#### TEXT SEGMENT

The weather was absolutely fantastic, the sun shone and remarkably I was in a short sleeve shirt and shorts. I can’t believe it is only April and I am already wearing shorts. The ground is incredibly dry, we haven’t had any proper rain for three weeks now. This fills me with optimism about the summer weather, but I am trying not to get my hopes up, rather I am making the most of the good weather whilst it lasts.

There were only two negative points from today’s walk, the presence of the M25 motorway, the noise of which was a constant companion throughout the day. The other drawback was that there was still a slight haze, so the views were not as spectacular as they should have been.

View from the Surrey hills

The most interesting feature of day were a couple of groups of young women (probably students), armed with maps and wearing large backpacks. They appeared to be on some sort of orienteering challenge, but were seemingly hopelessly lost. Hopefully I was able to put one group back on the right track, but as I write this I wonder if they are still wandering across the hills?

So genealogy took a back seat today. Although we were walking in an area where my GASSON ancestors probably came from, I can’t really claim any genealogical connection. Weather and aching muscles permitting we will be back in Kent next Saturday to complete the next section, that will be two Saturdays in a row without genealogy, so I will probably start suffering withdrawal symptoms and have to get back into an archive the following weekend.

Walking on the North Downs again

26 Sep

My good friend Chris and I completed another section of the North Downs Way today. Bit by bit, as time and weather allow, we are going to walk the whole length of it. Today’s section was from Oxted to Merstham, both in Surrey, and I have named it the motorway section (freeway for any Americans reading this) as we had to cross three stretches of motorway and the noise of traffic was an almost constant companion throughout the walk.

I think this was the first time I had been to Oxted, I have no ancestors from there so why else would I need to go? From what I saw it was a nice little town, from the railway station we had about a mile and a half to walk before we actually got to the North Downs Way, crossing the M25 in the process.

The M25 north of Oxted, Surrey

The M25 north of Oxted, Surrey

The weather was almost perfect for walking, the grass was a bit damp to start from the early morning dew, but apart from that it was bright and sunny most of the time. There was some cloud later on, but it was by no means cold, in fact the first few miles were out in the open and it was getting a bit too warm. Most of the rest of the walk was shaded, which restricted the views but made conditions much nicer for walking.

#### ENTRIES SUPPLIED
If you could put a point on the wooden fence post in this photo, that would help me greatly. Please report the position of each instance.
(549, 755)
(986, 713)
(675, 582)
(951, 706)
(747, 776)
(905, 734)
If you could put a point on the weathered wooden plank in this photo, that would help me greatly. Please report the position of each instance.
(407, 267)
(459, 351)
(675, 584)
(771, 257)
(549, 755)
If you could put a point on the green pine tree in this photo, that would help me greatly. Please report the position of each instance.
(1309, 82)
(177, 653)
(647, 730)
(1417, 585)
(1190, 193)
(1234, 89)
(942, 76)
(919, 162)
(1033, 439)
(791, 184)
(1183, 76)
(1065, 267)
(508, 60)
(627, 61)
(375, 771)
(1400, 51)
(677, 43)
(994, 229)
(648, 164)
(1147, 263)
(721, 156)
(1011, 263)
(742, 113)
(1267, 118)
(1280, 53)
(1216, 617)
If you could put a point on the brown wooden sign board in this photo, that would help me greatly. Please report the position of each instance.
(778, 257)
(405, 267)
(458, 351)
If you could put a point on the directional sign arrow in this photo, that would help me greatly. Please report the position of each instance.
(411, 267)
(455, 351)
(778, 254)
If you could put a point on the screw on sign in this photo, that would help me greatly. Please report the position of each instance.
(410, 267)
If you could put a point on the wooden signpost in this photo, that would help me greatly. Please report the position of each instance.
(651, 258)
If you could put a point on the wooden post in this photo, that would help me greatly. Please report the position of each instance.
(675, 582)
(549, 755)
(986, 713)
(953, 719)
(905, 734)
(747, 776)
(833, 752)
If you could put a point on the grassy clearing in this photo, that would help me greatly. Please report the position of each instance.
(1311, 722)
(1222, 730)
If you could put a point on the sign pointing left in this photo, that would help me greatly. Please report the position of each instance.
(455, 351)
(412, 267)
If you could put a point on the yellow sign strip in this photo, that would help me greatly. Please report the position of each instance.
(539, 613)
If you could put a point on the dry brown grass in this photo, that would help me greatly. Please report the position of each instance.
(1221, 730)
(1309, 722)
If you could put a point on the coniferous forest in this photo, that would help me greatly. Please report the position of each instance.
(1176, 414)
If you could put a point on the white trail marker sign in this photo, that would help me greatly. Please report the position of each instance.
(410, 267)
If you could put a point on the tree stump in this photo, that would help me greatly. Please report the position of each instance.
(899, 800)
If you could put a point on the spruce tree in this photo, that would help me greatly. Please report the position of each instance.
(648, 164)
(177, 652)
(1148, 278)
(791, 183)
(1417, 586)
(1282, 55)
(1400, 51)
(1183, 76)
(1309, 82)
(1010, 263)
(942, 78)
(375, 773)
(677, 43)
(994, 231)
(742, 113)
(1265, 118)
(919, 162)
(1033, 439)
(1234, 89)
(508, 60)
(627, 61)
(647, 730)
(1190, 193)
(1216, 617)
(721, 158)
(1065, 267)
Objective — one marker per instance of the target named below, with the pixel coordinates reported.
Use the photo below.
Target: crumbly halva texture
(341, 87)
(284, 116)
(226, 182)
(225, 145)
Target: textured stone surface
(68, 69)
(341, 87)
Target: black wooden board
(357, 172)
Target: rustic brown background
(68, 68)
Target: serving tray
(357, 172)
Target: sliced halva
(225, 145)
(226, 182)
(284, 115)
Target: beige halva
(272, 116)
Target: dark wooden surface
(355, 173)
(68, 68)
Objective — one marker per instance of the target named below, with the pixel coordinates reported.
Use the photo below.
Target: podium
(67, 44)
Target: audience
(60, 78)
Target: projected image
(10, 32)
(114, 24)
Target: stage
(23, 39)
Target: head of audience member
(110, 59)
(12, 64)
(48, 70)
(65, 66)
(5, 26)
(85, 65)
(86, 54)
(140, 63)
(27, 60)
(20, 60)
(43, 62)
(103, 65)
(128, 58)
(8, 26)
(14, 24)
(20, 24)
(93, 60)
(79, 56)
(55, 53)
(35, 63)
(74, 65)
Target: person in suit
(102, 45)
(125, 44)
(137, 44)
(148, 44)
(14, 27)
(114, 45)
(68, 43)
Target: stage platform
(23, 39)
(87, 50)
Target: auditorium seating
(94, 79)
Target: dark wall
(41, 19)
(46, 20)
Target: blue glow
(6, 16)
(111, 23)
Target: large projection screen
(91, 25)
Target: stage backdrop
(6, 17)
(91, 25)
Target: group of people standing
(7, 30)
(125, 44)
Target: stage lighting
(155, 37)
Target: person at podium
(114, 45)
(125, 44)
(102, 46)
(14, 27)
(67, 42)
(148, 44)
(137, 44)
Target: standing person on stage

#### PROBLEM SET
(1) Do these statements agree with the North Downs walk account? Answer yes or no for each, quoting the deciding words from the account. (a) There had been no proper rain for three weeks. (b) The writer has ancestors from Oxted. (c) The views on the April walk were as spectacular as they should have been.
(2) Can you update the North Downs walk account from "There were only" up to and including "across the hills?", with "haze" changed to "mist"?
(3) How might the North Downs walk account go on? Take it further from where it stops.
The material isn't needed here.

#### RESULTS FOR EACH TASK
(1)
(a) Yes: "we haven’t had any proper rain for three weeks now"
(b) No: "I have no ancestors from there"
(c) No: "the views were not as spectacular as they should have been"

(2)
There were only two negative points from today’s walk, the presence of the M25 motorway, the noise of which was a constant companion throughout the day. The other drawback was that there was still a slight mist, so the views were not as spectacular as they should have been.

View from the Surrey hills

The most interesting feature of day were a couple of groups of young women (probably students), armed with maps and wearing large backpacks. They appeared to be on some sort of orienteering challenge, but were seemingly hopelessly lost. Hopefully I was able to put one group back on the right track, but as I write this I wonder if they are still wandering across the hills?

(3)
Looking South across Godstone Vineyard

Looking South across Godstone Vineyard

Although the weather was good, the visibility was not perfect, and although at one point (near Willey Park Farm) we could just make out the tall office buildings of London, it was not possible to see them clearly. It really surprised me, to be in the open countryside and still be able to see parts of London, I wish I had taken my binoculars with me.

The derelict Whitehill Tower

The derelict Whitehill Tower

As I said the views were limited, but the were a couple of features closer to the path that you couldn’t miss. One was the wonderfully Whitehill Tower (pictured above) described in my route guide as a “derelict folly”, although I have been unable to find precious little else about it.

Another trig point for my collection

Another trig point for my collection

No walk along the North Downs would be complete without spotting a trig point, and today was no exception. This beauty was just before we started our descent towards Merstham.

The M23 cutting through the landscape

The M23 cutting through the landscape

The descent to Merstham and the train home involved crossing two motorways the M23 and back over the M25 again. Fortunately an underpass was provided for the first and a bridge for the second. All in all this was quite an easy section, about 10 miles in all (including getting out of Oxted), although most of the route was undulating their were only really one or two challenging climbs, and they were mercifully short.